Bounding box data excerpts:
################

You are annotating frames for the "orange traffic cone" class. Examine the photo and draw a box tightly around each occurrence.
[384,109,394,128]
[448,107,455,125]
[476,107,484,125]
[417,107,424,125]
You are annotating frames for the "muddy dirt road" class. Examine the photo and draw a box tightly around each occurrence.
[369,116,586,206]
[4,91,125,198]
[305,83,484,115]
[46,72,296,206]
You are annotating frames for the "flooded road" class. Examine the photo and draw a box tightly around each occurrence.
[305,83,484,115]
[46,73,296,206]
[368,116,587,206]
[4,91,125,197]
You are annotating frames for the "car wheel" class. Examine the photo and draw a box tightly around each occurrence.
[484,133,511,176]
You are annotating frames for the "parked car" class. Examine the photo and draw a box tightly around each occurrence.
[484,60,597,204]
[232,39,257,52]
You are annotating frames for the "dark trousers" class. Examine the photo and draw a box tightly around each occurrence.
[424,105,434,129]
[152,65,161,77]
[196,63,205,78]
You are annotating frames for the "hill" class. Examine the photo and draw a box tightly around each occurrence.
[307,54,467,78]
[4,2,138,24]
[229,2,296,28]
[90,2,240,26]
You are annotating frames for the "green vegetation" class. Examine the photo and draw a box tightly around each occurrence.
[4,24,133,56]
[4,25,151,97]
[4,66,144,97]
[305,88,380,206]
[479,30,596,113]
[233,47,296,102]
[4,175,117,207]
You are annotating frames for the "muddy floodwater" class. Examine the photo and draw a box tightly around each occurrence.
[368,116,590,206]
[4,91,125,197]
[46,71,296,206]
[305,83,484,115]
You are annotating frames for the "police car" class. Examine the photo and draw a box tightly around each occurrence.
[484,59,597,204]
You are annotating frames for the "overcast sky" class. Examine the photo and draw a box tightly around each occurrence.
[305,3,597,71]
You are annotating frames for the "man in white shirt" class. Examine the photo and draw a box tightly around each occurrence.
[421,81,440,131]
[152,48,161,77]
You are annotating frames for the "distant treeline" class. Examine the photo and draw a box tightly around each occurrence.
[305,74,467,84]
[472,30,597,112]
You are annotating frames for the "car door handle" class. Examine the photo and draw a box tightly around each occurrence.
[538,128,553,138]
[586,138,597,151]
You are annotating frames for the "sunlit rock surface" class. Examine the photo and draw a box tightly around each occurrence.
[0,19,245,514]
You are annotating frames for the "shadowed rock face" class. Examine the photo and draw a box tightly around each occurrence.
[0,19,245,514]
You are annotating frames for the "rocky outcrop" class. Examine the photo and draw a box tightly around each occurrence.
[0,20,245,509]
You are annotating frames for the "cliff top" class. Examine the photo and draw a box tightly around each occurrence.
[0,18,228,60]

################

Starting at the beginning of the records and ending at the line that contains "[196,63,205,78]", write out every line again, requests included, with each bounding box coordinate in the answers multiplied by 1.65 and rounded to a whole number, halves rounded up.

You are annotating frames for the "orange traffic cone" class. Examine the photo and draw a box tightly around each occurrence.
[634,180,650,211]
[739,177,751,206]
[785,177,799,206]
[688,177,700,206]
You are annotating frames for the "muddy dirt road" class. Examine the photo and draw a box tightly around each occurrence.
[609,191,967,340]
[7,150,206,327]
[503,137,799,190]
[76,119,488,340]
You are annotating frames for the "flooded road" class. Examine the photo and draw a box tightly around each occurrence.
[503,137,799,190]
[76,120,488,340]
[607,191,969,340]
[7,150,206,325]
You are annotating frames for the "car wheel" class. Examine the photo and draw a box tightly around each occurrence.
[799,219,843,290]
You are annotating frames for the "parked car" class. Examine the photo and draw a box tightly around each occurrence.
[799,99,985,337]
[383,64,424,86]
You are annotating frames for the "dark trousers" class. Examine the photo and draw a box tightly around each occurrence.
[700,173,716,213]
[251,107,266,127]
[323,104,338,129]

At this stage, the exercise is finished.